▶ [Written instruction] Locate every line in the records below that contains the word "tree" and copy each of those lines. Case counts.

--- Excerpted data ---

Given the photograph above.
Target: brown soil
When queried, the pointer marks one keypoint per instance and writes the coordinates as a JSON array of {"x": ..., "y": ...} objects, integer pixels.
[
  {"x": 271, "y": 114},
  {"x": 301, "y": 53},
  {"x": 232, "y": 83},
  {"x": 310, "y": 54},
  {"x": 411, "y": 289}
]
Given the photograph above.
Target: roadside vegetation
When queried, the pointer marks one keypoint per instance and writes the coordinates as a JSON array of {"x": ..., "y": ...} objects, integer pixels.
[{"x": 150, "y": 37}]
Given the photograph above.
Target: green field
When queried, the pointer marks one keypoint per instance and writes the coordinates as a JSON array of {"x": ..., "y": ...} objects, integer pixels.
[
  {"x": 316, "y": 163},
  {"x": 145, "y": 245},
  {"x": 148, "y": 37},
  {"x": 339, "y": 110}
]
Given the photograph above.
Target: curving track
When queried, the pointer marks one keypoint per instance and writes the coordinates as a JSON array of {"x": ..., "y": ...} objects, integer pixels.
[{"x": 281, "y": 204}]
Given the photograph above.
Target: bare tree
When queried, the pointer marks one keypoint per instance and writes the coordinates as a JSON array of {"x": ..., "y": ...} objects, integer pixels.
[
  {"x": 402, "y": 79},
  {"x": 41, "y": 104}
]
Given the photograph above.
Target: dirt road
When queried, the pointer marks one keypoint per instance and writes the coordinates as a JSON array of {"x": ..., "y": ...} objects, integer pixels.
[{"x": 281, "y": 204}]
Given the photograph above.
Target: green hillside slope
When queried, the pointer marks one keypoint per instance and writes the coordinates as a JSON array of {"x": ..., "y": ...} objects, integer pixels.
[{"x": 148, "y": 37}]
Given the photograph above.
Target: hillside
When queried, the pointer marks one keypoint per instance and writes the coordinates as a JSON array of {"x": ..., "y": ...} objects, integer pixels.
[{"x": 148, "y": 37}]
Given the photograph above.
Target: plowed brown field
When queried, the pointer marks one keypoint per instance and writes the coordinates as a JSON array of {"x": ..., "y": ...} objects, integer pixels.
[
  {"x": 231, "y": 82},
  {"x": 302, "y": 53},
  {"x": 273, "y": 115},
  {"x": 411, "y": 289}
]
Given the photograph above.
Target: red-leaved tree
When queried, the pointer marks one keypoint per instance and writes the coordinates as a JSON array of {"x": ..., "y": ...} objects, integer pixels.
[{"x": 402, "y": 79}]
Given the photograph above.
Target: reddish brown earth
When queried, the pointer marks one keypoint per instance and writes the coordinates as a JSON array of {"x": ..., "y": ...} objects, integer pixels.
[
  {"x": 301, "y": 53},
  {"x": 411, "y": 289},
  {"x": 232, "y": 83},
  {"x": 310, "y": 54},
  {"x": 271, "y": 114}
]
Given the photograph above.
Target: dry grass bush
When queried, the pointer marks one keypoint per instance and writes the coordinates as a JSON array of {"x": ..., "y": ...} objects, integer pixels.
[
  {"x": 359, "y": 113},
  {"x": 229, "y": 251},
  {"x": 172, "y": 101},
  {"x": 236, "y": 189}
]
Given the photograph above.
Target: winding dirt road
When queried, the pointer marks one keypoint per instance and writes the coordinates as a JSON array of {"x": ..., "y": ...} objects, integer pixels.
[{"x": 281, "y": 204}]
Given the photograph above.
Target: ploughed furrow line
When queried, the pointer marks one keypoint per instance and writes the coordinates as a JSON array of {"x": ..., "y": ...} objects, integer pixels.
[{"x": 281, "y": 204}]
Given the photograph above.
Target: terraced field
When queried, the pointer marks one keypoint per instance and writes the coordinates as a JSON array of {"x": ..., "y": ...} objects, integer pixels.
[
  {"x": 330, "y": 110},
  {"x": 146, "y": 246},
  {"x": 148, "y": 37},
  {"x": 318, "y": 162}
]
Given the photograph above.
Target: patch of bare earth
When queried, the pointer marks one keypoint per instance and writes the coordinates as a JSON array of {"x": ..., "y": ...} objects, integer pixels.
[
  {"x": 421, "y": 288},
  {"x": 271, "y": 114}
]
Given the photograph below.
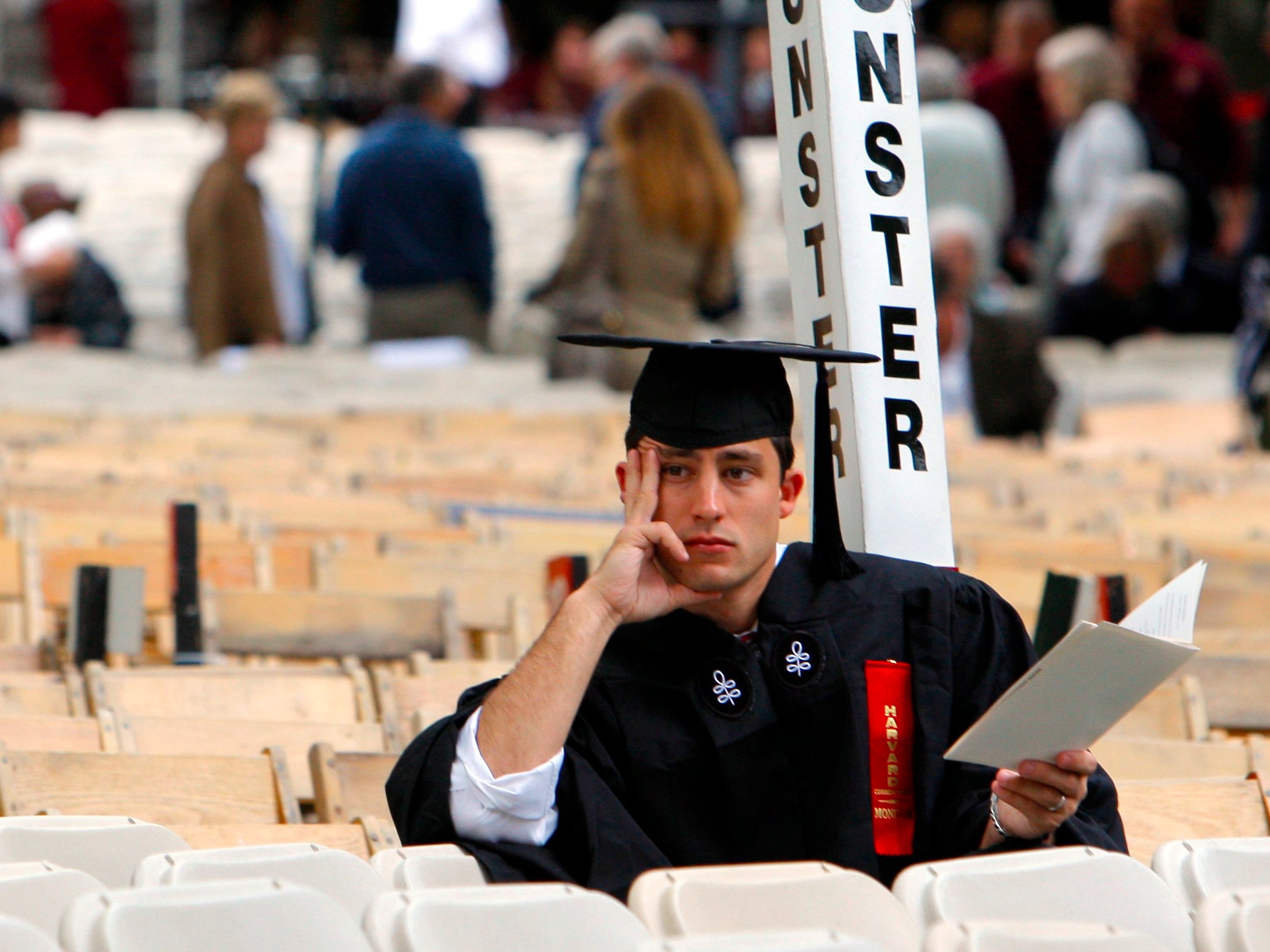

---

▶ [Exercise answer]
Target: bare tree
Target: red-leaved tree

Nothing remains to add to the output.